### Selected passage
** Begin **
Link11 WAAP acts as a reverse proxy; it receives requests from clients (web visitors, API clients, etc.), blocks hostile traffic, and passes legitimate requests to the backend.

When new sites are created, they remain linked to their underlying templates. Revising a Proxy Template will automatically update all sites that are based upon it.

Components

A Proxy Template consists of the following:

  • General parameters for administration

  • Frontend settings, defining L11WAAP's interaction with clients

  • Backend settings, defining L11WAAP's interaction with backend servers

  • Trusted Sources, defining trusted sources of traffic (e.g., load balancers and CDNs)

  • Advanced Configuration, defining additional customization

General Parameters

Name

A name to be used within the interface.

Description

Information about this Template, to be used within the interface.

Frontend Settings

General frontend settings

Client IP header name

Defines one or more header fields within which L11WAAP can find the client's IP address. When the system receives an incoming request from a client, the request will have passed through a load balancer on its way to L11WAAP. This means that the header will contain the client's IP and the load-balancer IP. These two IPs are usually found within the X-Forwarded-For field (which is the default entry here). In this situation, L11WAAP knows how to extract the client IP from this field. In other situations, a different field name might be necessary. For example, if the customer is using Akamai CDN, the incoming request will have the client IP in a field named True-Client-IP instead.

Size Limits

You can place limits on the amount of data that users can upload to the system. The defaults usually work well; however, if your application accepts user-generated content or other large files, then changes to these settings might be necessary.

Please note that if you increase these settings within L11WAAP, then the upstream server should also be configured to accept and store the quantity of data that L11WAAP will (potentially) pass through.

Client max body size

Specifies the maximum accepted body size of a client request, as indicated by the request header Content-Length. Size in MBs.

Application IP Rate Limits

These settings allow you to limit the amount of resources consumed by an IP address. The system can limit consumption by the average number of requests per second, while also allowing temporary bursts at a higher rate.

When a requestor exceeds any of these thresholds, subsequent requests will be answered with error code 503 (Service Unavailable).

Requests per second per IP address

Sets the allowable request rate per IP, per second: i.e., the allowable per-second average of incoming requests, enforced on an incremental basis (where "increment" refers to the number of milliseconds allowed for one request).

Example: This is set to 100. Thus, 100 requests are allowed per second. However, the system does not enforce rate limits on a per-second basis; it used a granularity of milliseconds. Therefore, it will allow one request every 10 milliseconds. (100 r/s, divided by 1000 ms/s, equals 1r/10ms.)

Burst of requests per second per IP address

Sets the allowable additional burst rate per IP, per second. The additional requests are accepted and placed into a queue.

Example: Let's say that the previous field (Requests per second per IP address) is set to 100. Without burst limits—i.e., if this field were set to zero—the system will reject every request that was received less than 10ms after the previous one. However, the burst limit is set to 20 instead. This means that L11WAAP will accept 21 requests (1 original plus 20 additional) per 10 milliseconds. In other words, when a request is received, up to 20 more can be received and accepted within the following 10 ms. If instead 25 total requests are received during that time, the last four requests will be denied with a 503 error.
** End **
### Data listing
** Begin **
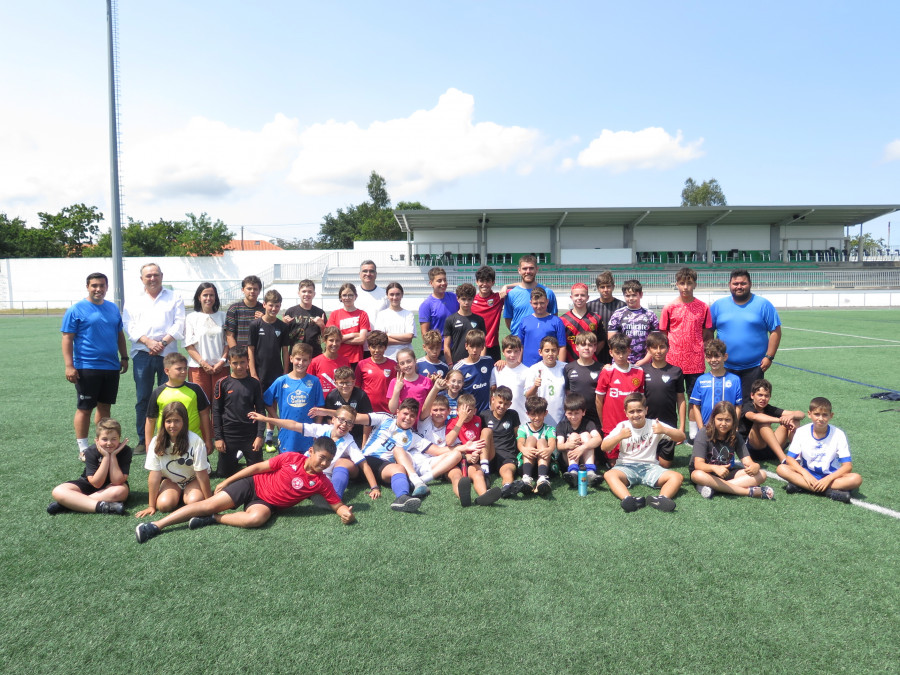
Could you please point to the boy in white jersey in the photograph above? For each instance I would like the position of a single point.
(818, 460)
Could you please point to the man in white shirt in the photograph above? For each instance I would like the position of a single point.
(154, 322)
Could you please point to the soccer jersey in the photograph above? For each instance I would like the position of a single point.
(614, 384)
(641, 447)
(477, 380)
(589, 323)
(685, 322)
(518, 305)
(709, 390)
(374, 378)
(237, 321)
(294, 398)
(288, 483)
(635, 324)
(434, 311)
(533, 329)
(180, 469)
(820, 456)
(661, 387)
(323, 368)
(268, 341)
(552, 389)
(387, 434)
(304, 329)
(489, 309)
(190, 394)
(348, 323)
(96, 329)
(456, 327)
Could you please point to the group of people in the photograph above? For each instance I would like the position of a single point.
(604, 392)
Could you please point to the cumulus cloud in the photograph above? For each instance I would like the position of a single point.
(650, 148)
(413, 153)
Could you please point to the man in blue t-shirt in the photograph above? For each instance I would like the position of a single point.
(92, 333)
(750, 328)
(518, 298)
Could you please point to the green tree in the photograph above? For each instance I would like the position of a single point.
(708, 193)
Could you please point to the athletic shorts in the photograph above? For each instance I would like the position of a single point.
(643, 473)
(243, 492)
(96, 386)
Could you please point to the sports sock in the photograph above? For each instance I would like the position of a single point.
(340, 477)
(400, 484)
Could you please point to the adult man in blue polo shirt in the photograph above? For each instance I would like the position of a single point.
(92, 333)
(750, 328)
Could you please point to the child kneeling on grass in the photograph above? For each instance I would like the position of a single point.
(818, 460)
(712, 468)
(637, 438)
(103, 486)
(278, 483)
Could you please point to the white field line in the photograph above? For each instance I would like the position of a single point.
(825, 332)
(856, 502)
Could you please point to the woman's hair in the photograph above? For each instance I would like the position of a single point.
(712, 433)
(180, 442)
(202, 287)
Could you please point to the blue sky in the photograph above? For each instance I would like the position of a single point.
(272, 114)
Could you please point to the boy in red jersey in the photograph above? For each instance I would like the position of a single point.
(278, 483)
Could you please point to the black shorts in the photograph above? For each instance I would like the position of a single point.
(243, 493)
(96, 386)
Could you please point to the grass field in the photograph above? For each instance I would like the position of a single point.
(569, 584)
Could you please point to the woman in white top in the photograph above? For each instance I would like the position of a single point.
(398, 323)
(204, 339)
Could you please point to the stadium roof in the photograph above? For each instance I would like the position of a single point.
(732, 216)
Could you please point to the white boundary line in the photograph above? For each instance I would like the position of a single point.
(825, 332)
(856, 502)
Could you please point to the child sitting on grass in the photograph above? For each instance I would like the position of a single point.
(818, 460)
(712, 462)
(103, 485)
(637, 438)
(757, 419)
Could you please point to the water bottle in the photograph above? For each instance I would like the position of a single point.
(582, 483)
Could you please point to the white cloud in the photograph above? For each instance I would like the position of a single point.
(650, 148)
(892, 151)
(413, 153)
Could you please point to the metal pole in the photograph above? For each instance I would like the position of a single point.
(116, 225)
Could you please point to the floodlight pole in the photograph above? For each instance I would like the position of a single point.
(116, 225)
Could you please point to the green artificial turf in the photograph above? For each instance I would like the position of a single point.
(565, 584)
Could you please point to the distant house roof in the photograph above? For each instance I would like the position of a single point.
(251, 245)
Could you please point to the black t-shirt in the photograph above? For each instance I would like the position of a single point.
(583, 380)
(359, 401)
(304, 329)
(661, 387)
(456, 326)
(267, 339)
(504, 430)
(233, 398)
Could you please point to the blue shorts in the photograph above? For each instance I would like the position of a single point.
(644, 473)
** End **
### List of tasks
(a) Which components of a Proxy Template does the Link11 WAAP passage name? List every one.
(b) Proceed with the Link11 WAAP passage, picking up after its final sentence.

### Expected responses
(a)
- General parameters for administration
- Frontend settings, defining L11WAAP's interaction with clients
- Backend settings, defining L11WAAP's interaction with backend servers
- Trusted Sources, defining trusted sources of traffic (e.g., load balancers and CDNs)
- Advanced Configuration, defining additional customization

(b)
Timeouts

The Timeout settings allow the system to monitor the time required to serve resources to each client. Any connection that exceeds the specific limits will be dropped.

Why timeouts are important

Some DDoS tools (e.g., R-U-Dead-Yet, or RUDY) send a relatively small quantity of traffic requests, but do so as slowly as possible (often with each byte sent separately). While a legitimate request can be resolved in milliseconds, a single RUDY client can tie up server resources for several minutes. Even a few hundred of these machines attacking a server can be very destructive.

The Timeout settings allow L11WAAP to block unresponsive requestors, whether their unresponsiveness is malicious or not. For most deployments, the default timeout settings work well. They are sufficient to filter out hostile traffic, while still accommodating even those users with low bandwidth.

All times are specified in seconds.

Client body timeout

If the body is not obtained in one read-step, this timeout begins. If the timeout expires and the client has still sent nothing, the L11WAAP Gateway returns error Request time out (408).

Keepalive Timeout

The timeout for keep-alive connections with the client. The L11WAAP Gateway will close connections after this time. This setting increases server efficiency; it allows the server to re-use browser connections and save resources. When changing this value, special care should be taken; in some cases, it depends on specific cloud vendor and load balancer settings.

Client header timeout

How long to wait for the client to send a request header. If the header is not received within this time, L11WAAP returns error 408 (Request Timeout).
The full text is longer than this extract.